Referring expression pointing data:
Segment Open
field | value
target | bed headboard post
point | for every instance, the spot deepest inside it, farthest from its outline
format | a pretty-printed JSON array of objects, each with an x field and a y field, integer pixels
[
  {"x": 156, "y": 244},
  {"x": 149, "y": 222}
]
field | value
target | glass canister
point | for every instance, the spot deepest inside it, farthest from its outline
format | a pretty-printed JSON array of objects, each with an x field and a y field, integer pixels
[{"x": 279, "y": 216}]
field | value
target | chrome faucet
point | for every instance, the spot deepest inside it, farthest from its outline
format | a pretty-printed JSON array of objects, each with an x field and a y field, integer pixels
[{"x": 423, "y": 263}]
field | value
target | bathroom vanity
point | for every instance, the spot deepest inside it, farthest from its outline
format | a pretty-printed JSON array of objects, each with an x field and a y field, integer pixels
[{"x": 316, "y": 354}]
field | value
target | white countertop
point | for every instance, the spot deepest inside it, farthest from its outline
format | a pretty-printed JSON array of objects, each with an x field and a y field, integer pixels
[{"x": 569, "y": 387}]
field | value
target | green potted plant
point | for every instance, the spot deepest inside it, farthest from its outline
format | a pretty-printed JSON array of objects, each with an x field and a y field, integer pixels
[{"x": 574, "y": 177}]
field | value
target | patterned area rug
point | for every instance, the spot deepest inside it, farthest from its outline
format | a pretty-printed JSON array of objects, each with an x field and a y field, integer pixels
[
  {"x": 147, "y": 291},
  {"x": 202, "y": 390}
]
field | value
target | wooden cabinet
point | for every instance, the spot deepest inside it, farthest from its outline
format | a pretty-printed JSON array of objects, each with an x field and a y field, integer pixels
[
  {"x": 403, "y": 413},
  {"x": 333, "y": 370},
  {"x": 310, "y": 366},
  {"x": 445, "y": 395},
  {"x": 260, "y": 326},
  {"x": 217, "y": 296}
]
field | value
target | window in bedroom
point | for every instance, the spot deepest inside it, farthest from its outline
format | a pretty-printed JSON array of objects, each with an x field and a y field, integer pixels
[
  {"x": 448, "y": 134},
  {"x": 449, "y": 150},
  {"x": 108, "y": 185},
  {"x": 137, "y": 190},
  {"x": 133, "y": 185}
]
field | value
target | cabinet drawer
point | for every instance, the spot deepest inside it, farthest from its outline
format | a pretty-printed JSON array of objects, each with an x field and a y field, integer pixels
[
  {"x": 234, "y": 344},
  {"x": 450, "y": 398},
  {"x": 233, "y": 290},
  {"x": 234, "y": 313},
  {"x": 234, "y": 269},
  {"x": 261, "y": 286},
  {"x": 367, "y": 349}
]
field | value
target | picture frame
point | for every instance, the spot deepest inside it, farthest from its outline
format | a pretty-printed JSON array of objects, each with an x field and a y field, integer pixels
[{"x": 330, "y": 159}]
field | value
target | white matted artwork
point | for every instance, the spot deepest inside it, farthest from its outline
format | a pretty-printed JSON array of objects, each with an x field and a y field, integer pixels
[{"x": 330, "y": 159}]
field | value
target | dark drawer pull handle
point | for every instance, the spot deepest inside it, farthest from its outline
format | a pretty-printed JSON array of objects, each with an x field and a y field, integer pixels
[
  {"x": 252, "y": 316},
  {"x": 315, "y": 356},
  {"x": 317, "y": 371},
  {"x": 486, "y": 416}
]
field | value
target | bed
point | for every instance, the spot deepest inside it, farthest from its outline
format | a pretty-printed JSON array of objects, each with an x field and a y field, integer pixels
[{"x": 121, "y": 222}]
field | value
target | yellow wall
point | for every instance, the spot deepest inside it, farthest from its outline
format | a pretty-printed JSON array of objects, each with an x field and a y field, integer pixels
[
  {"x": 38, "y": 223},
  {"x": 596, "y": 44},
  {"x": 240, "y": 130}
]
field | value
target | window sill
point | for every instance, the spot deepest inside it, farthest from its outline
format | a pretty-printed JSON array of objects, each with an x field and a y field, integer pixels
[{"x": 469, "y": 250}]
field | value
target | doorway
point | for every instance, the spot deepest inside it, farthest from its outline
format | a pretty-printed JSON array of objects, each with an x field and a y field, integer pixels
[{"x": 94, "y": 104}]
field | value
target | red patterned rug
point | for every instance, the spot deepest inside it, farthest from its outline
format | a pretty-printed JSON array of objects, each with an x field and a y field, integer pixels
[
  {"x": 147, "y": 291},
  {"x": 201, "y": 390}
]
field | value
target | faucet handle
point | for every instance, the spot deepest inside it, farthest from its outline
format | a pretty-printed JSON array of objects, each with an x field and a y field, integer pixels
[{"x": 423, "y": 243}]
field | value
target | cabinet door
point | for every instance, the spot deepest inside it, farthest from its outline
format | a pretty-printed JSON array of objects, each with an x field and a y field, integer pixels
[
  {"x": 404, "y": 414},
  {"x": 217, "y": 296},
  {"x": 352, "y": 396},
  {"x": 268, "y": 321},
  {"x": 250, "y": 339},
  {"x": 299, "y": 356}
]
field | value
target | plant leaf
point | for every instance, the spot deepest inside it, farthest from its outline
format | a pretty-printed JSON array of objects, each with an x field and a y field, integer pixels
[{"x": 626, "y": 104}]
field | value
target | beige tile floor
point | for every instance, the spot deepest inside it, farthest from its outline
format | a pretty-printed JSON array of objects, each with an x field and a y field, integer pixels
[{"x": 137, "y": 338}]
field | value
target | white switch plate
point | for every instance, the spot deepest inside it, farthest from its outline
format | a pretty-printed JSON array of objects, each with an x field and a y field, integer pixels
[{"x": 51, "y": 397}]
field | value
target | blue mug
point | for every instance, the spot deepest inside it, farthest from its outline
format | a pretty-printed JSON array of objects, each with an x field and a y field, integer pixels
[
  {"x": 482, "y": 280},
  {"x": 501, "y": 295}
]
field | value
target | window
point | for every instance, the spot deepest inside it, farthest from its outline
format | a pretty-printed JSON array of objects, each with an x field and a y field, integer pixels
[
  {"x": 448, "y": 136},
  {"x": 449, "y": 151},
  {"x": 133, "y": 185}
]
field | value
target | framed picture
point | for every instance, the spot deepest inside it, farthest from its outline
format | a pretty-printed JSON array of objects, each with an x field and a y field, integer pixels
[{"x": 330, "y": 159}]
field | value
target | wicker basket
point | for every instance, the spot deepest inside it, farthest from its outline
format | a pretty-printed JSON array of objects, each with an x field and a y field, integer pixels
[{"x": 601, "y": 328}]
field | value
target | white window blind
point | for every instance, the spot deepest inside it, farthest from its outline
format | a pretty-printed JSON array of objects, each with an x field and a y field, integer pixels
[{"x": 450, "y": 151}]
Segment Closed
Segment Open
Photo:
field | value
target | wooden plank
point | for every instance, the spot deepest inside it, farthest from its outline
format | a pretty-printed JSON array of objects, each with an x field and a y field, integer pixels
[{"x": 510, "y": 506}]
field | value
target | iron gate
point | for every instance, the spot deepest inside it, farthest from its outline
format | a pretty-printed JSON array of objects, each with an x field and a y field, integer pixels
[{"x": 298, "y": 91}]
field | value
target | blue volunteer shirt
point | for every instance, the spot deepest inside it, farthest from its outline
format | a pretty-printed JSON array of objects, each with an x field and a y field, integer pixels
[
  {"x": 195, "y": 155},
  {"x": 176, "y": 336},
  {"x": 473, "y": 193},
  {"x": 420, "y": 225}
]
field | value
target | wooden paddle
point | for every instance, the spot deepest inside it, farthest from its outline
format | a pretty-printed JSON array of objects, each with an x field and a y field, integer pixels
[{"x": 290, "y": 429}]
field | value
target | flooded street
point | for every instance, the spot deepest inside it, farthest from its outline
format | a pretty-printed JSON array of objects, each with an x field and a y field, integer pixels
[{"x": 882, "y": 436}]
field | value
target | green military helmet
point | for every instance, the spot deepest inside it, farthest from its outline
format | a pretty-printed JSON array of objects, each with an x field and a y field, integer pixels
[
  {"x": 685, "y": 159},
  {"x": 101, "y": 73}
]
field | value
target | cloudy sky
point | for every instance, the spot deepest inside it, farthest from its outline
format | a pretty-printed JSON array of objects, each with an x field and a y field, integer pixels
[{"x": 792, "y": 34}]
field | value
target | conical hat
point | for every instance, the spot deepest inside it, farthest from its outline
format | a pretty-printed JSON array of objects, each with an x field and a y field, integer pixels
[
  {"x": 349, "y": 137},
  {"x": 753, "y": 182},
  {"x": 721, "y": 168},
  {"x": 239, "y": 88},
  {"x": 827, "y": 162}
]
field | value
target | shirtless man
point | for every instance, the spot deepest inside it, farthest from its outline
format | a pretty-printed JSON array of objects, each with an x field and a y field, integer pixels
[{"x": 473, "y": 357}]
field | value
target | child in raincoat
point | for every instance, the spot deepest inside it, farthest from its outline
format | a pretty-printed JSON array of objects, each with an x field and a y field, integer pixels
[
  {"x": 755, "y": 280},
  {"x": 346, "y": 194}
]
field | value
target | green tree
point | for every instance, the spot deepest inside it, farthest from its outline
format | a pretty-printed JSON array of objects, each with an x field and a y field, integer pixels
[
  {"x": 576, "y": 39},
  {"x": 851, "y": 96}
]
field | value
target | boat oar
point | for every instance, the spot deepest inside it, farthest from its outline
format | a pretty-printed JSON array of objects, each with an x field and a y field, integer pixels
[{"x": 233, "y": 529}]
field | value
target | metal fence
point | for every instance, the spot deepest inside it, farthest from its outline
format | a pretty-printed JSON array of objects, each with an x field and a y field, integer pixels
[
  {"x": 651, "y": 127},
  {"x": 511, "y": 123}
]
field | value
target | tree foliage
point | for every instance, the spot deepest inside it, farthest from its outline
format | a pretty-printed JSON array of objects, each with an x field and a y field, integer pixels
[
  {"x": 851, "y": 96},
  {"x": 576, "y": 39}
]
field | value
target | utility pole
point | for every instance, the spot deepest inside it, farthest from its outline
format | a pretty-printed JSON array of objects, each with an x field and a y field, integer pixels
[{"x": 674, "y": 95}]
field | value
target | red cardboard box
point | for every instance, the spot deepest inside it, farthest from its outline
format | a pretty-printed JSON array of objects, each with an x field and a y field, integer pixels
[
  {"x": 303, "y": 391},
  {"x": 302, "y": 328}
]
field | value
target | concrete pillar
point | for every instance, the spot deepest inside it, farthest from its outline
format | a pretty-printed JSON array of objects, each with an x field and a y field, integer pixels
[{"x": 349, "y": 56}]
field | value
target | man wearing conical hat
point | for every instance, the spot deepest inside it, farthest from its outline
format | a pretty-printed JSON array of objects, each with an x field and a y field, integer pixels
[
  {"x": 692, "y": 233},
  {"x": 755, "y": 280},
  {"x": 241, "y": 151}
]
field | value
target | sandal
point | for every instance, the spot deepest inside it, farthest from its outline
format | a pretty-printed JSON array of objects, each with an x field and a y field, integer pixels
Segment Closed
Segment Open
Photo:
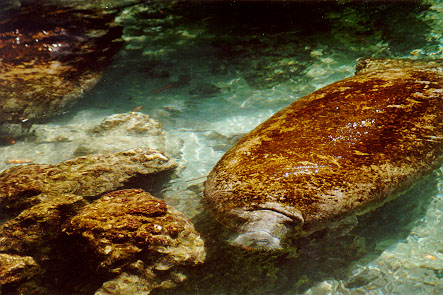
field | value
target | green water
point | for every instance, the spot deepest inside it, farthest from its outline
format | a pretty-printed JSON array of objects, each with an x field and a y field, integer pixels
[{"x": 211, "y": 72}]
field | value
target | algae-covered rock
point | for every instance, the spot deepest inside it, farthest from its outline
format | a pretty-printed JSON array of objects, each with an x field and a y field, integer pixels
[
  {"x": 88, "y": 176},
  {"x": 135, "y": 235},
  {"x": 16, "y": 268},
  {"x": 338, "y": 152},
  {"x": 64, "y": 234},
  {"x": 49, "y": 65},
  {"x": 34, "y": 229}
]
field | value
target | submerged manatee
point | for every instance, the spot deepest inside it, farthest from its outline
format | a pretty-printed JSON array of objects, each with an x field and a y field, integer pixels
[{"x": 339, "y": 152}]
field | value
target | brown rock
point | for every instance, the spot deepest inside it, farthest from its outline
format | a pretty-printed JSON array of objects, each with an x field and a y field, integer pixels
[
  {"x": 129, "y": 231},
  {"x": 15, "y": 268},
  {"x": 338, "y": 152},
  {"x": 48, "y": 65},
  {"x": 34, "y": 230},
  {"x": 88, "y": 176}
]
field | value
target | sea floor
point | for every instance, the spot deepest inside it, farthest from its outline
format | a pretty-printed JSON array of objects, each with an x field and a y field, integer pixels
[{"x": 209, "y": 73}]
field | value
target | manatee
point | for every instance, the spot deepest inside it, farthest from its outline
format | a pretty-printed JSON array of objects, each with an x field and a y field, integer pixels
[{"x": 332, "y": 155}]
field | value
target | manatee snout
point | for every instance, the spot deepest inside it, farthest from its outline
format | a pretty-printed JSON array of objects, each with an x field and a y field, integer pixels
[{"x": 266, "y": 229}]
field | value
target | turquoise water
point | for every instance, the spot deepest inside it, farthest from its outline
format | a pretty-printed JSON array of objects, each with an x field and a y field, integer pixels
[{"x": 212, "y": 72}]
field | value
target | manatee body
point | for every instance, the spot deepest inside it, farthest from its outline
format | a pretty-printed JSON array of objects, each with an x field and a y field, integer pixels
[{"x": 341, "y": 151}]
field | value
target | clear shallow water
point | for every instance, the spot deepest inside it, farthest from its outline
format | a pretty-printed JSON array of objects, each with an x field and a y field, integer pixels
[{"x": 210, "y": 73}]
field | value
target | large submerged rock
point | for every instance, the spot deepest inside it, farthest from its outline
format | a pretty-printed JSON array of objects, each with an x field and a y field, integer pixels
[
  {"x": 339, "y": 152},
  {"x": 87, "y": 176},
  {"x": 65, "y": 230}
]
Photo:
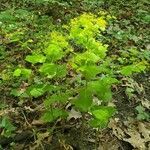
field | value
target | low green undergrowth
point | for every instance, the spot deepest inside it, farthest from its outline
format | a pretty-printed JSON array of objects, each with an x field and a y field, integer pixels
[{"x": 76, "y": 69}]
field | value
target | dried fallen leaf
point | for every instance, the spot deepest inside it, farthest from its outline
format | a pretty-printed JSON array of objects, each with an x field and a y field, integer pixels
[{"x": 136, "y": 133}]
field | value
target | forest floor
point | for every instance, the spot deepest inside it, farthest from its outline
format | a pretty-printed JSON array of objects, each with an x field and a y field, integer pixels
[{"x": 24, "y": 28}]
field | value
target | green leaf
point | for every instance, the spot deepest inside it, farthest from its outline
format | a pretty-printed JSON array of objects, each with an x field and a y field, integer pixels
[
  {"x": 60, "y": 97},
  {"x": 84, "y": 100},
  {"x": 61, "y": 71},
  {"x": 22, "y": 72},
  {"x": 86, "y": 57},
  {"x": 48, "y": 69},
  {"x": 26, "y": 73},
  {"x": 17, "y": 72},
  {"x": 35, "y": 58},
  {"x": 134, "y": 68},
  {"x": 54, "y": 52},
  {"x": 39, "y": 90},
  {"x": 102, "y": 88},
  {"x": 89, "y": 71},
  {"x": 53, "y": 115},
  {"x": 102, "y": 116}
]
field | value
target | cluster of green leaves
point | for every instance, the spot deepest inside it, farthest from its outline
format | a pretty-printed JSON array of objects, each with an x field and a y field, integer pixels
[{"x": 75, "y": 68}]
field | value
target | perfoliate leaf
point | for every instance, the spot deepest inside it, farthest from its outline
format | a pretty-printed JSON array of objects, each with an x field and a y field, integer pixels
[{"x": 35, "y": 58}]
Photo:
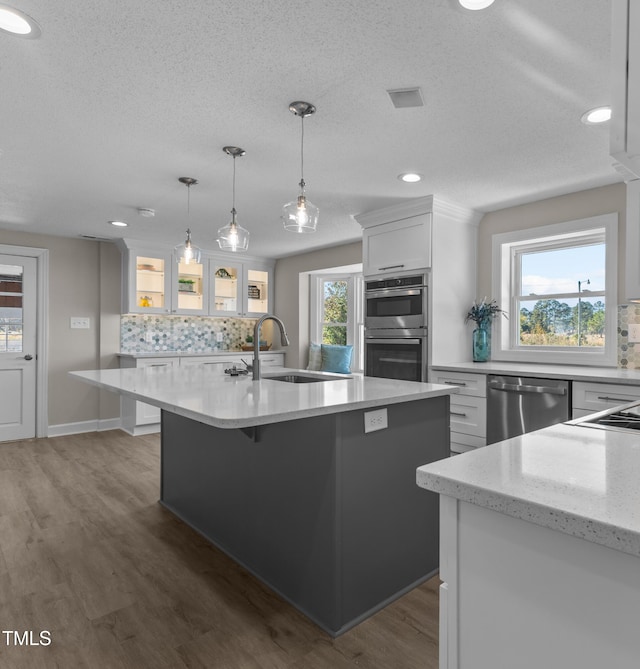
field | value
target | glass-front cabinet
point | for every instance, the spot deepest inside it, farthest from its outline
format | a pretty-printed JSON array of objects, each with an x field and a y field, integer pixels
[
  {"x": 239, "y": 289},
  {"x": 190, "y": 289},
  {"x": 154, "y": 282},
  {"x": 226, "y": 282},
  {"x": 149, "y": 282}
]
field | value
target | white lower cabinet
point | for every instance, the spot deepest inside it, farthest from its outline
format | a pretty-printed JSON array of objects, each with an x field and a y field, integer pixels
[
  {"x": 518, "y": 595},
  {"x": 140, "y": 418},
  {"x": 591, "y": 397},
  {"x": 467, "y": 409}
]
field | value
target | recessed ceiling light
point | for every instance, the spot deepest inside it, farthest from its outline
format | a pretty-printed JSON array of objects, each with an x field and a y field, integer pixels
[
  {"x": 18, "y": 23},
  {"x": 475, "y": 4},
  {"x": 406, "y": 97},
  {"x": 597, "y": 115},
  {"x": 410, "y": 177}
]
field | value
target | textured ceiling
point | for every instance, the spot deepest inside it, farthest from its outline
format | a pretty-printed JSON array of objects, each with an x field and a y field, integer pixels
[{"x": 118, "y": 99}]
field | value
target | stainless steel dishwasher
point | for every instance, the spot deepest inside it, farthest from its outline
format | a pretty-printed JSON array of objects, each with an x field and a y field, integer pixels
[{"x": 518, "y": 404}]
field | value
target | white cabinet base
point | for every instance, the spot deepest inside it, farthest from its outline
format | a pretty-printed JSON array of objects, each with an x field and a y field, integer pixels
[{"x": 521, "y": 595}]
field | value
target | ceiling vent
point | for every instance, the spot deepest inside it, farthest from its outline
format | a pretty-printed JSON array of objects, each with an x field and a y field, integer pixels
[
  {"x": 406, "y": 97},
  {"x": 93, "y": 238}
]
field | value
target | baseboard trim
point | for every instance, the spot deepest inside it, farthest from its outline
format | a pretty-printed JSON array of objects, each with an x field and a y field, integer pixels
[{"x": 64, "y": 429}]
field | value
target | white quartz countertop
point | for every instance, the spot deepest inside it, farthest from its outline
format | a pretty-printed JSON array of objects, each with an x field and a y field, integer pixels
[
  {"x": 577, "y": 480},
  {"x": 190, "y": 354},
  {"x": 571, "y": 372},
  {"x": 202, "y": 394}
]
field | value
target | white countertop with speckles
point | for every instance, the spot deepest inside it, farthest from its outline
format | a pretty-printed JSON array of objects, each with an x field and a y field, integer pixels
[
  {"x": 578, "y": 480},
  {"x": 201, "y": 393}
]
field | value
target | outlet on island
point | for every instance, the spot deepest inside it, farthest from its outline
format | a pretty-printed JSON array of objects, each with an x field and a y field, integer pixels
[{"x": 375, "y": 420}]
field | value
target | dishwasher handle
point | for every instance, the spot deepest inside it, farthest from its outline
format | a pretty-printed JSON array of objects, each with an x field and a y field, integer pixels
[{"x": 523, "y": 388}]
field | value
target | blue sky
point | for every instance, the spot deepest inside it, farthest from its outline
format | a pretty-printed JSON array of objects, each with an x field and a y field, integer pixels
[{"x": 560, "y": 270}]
Segment Closed
→ **REQUIREMENT**:
Could you reproduce, exactly, every line above from the line with "target | faucet handle" to the line with "target | cabinet door", and no other line? Both ends count.

→ **FINISHED TASK**:
target | faucet handle
point | for every instance, the spot deepest inside it, farthest from its outline
format | a pretty-printed JSON array of objects, each with an x field and a y field, integer pixels
[{"x": 423, "y": 243}]
field | value
target | cabinet door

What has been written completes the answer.